> _EXCERPTED DATA_
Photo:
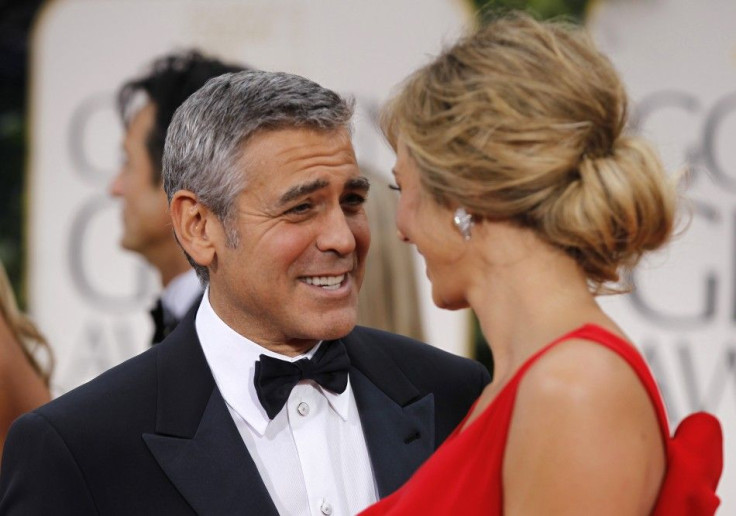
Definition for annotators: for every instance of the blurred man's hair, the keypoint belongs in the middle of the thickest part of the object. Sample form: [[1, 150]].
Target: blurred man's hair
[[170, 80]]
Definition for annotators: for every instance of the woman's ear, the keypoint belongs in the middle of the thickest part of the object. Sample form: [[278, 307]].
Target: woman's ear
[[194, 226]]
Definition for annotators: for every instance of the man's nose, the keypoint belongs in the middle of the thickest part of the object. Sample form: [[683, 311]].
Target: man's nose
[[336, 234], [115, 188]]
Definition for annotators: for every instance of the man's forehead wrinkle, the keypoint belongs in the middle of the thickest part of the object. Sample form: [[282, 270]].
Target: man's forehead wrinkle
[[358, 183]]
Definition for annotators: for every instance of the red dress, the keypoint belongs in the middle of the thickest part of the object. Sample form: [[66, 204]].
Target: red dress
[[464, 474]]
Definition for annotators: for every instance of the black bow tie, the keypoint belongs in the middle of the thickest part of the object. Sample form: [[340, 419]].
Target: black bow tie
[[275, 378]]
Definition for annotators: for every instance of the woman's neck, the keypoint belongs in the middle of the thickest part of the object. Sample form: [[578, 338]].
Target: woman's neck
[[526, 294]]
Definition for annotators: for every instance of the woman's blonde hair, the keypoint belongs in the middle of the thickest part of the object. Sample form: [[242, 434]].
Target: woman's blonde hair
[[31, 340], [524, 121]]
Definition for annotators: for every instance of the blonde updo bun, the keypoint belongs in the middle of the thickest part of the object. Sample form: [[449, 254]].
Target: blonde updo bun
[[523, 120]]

> _EXERCISE DIRECTIONS_
Extract, word for word, each line from the top of the data down to and including the line with "form: [[278, 307]]."; skip the pictures.

> _REPLY TO THE EXERCISE_
Photo:
Definition for annotators: for every instance of the blurred man's hair, the keypoint belongs in the middle of the thickest part of the object. Sample form: [[1, 150]].
Target: blurred man's hair
[[170, 80]]
Definition for annotators: for every instance of the woman's ear, the keypoint belongs in the middle of the thickest part of the object. Sample form: [[278, 307]].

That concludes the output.